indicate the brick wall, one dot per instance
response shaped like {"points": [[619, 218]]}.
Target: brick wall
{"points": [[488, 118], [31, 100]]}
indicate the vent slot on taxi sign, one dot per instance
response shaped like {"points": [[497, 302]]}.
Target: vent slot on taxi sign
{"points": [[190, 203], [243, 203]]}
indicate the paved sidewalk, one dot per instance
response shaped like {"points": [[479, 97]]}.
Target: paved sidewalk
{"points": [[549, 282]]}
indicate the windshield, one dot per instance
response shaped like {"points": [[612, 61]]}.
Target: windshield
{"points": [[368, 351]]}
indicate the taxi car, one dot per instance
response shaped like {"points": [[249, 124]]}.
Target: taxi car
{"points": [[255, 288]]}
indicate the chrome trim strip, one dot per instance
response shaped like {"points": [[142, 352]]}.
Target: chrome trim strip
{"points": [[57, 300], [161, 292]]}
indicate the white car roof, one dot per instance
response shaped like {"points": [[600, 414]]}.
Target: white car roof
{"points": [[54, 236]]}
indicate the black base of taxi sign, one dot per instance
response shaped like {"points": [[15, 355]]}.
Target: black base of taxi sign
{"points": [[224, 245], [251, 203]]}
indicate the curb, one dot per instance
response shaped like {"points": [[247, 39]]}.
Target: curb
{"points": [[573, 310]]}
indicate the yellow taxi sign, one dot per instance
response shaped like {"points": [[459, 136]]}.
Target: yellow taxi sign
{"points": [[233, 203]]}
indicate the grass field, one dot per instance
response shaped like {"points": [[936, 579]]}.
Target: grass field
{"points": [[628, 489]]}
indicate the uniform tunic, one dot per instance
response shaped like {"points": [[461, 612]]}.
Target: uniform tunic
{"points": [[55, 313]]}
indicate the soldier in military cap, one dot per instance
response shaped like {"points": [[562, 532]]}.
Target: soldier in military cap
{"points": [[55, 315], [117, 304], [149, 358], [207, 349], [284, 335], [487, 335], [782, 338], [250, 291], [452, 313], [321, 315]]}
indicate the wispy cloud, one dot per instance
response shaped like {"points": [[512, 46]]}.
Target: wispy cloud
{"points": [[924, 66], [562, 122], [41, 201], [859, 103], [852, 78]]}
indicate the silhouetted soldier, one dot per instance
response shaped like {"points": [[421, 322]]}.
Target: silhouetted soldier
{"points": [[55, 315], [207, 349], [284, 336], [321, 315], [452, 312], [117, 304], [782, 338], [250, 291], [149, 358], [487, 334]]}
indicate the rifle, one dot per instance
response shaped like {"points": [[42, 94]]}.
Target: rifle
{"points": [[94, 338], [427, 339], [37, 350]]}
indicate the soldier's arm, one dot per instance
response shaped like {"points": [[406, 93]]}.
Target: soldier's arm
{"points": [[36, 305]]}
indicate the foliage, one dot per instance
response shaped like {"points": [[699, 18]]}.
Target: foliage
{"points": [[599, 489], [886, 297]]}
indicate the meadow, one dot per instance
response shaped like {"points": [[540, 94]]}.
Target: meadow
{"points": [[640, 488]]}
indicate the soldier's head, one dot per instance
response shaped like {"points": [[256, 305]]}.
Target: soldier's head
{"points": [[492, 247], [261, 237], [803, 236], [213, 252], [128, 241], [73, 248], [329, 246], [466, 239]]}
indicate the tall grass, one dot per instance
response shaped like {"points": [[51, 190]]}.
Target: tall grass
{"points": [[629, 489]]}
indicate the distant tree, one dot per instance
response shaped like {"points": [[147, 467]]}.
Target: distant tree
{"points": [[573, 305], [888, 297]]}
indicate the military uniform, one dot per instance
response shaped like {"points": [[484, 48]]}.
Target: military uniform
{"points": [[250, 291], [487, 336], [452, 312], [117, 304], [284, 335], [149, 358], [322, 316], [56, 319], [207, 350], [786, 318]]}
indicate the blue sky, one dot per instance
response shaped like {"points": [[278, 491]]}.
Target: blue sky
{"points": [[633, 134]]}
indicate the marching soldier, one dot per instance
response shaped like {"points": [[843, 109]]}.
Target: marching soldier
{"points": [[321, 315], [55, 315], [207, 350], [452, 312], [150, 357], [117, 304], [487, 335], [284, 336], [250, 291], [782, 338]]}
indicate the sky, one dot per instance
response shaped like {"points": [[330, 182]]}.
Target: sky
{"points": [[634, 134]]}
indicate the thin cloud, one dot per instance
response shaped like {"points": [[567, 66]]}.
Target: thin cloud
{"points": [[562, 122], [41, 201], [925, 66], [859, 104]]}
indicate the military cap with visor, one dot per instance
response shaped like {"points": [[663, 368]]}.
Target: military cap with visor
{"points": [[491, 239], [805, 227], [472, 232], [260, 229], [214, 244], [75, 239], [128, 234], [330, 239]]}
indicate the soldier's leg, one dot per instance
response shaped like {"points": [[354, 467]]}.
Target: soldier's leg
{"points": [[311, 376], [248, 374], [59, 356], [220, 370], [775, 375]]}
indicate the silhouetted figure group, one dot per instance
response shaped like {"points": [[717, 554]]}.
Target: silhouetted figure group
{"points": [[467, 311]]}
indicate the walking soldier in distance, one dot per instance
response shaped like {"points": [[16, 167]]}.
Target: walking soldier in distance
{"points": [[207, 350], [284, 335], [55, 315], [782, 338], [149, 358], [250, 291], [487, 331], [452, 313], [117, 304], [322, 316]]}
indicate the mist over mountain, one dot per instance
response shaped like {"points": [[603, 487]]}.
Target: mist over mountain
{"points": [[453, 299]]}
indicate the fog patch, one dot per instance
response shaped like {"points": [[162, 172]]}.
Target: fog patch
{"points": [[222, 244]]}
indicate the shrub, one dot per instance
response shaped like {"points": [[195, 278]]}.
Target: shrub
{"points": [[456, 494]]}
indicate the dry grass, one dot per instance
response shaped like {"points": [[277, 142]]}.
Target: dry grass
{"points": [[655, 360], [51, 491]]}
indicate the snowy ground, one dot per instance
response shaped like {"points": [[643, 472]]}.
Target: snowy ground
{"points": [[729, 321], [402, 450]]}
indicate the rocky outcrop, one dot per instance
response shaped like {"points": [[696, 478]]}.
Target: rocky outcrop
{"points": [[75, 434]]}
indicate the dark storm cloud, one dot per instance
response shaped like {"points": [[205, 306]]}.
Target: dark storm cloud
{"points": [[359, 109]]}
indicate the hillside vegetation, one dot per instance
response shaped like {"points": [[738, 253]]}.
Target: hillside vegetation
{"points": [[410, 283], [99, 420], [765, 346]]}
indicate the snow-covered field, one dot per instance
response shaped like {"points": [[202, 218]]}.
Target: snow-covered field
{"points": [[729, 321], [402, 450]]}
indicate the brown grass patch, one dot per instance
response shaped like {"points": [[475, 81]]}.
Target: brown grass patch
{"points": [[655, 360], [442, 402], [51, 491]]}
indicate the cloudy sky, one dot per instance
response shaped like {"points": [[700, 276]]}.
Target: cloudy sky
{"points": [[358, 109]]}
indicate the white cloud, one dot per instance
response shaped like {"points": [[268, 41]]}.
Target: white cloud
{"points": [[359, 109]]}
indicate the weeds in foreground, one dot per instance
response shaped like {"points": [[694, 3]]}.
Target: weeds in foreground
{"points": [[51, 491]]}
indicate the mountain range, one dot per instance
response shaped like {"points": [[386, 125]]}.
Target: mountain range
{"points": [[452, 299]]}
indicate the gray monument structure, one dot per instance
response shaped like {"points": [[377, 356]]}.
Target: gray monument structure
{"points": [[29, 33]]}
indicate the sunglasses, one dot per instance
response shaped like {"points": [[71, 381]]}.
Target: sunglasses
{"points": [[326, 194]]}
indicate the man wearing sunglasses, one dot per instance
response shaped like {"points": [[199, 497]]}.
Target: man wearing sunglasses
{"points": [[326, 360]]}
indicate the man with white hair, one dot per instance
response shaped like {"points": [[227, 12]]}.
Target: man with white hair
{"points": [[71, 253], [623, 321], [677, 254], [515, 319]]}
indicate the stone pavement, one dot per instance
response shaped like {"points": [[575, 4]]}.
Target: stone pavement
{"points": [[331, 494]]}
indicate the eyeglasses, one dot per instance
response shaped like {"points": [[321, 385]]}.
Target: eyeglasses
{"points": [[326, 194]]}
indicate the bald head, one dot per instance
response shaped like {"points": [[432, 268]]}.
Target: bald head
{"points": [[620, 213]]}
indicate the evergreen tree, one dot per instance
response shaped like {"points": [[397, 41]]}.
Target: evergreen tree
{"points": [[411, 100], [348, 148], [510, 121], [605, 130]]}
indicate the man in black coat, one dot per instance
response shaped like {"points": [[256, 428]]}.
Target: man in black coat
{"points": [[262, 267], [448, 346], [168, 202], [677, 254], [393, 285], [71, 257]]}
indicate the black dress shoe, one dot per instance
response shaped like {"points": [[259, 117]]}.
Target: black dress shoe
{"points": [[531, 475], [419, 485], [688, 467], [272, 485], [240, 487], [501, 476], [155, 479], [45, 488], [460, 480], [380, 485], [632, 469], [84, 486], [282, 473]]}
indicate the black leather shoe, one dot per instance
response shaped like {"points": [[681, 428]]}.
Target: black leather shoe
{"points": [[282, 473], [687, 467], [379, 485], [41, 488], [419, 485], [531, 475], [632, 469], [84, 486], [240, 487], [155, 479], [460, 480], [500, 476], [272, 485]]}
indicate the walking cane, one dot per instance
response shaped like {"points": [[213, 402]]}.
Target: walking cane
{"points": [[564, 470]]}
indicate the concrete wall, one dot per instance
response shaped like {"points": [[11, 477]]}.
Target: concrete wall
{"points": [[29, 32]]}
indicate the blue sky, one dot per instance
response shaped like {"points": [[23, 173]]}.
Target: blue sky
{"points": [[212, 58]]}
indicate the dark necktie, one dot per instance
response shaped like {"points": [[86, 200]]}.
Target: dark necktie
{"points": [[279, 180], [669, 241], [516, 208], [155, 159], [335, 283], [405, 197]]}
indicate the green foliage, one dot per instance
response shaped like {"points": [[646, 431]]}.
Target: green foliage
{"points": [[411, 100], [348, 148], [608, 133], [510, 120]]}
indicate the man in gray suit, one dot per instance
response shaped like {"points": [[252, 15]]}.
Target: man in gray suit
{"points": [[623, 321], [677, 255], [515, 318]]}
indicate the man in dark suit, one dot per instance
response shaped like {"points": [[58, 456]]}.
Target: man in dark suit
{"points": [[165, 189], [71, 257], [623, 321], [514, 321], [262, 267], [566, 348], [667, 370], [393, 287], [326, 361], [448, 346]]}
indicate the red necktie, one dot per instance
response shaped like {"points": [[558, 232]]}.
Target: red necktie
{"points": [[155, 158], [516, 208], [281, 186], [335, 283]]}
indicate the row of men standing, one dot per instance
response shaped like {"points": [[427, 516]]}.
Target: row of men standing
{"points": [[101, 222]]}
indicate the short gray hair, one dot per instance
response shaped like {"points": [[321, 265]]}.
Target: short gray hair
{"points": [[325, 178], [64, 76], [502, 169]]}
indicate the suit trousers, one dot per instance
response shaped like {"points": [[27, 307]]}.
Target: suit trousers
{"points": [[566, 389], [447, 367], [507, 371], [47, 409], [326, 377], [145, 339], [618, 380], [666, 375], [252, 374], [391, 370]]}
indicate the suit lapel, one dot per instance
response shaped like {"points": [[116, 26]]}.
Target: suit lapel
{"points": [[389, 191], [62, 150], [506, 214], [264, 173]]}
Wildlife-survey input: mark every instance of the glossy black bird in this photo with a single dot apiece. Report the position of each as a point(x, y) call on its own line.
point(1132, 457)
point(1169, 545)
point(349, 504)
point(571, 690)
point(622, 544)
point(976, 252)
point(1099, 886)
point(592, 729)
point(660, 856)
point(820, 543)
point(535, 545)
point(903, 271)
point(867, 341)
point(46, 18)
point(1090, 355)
----
=== EXERCISE OBJECTIVE ===
Set down, unchanged, the line that contains "indicate the row" together with every later line in the records, through the last one.

=== CORRECT RESPONSE ===
indicate the row of men standing, one dot per instance
response shaped like {"points": [[427, 516]]}.
Target: row of men standing
{"points": [[101, 222]]}
indicate the short gray hair, one dot per instance
response shaped like {"points": [[321, 265]]}.
Target: short gray hair
{"points": [[325, 178], [64, 76], [502, 169]]}
indicate the suit trousers, one dot per instance
response shaped like {"points": [[27, 307]]}.
Target: suit trousers
{"points": [[566, 389], [447, 367], [507, 371], [47, 409], [326, 377], [145, 339], [618, 380], [666, 375], [252, 374], [391, 370]]}
indicate the suit lapel, one dot per instance
response shaped like {"points": [[116, 26]]}.
Target: suit lapel
{"points": [[389, 191], [62, 150], [506, 214], [264, 173]]}
Wildlife-survey input: mark every instance of the glossy black bird in this photo with a single dot apiece. Report the position of each as a point(x, y) call on its own line.
point(1132, 457)
point(1169, 545)
point(349, 504)
point(571, 690)
point(622, 544)
point(976, 252)
point(1099, 886)
point(592, 729)
point(660, 856)
point(820, 543)
point(535, 545)
point(903, 271)
point(867, 341)
point(46, 18)
point(1090, 355)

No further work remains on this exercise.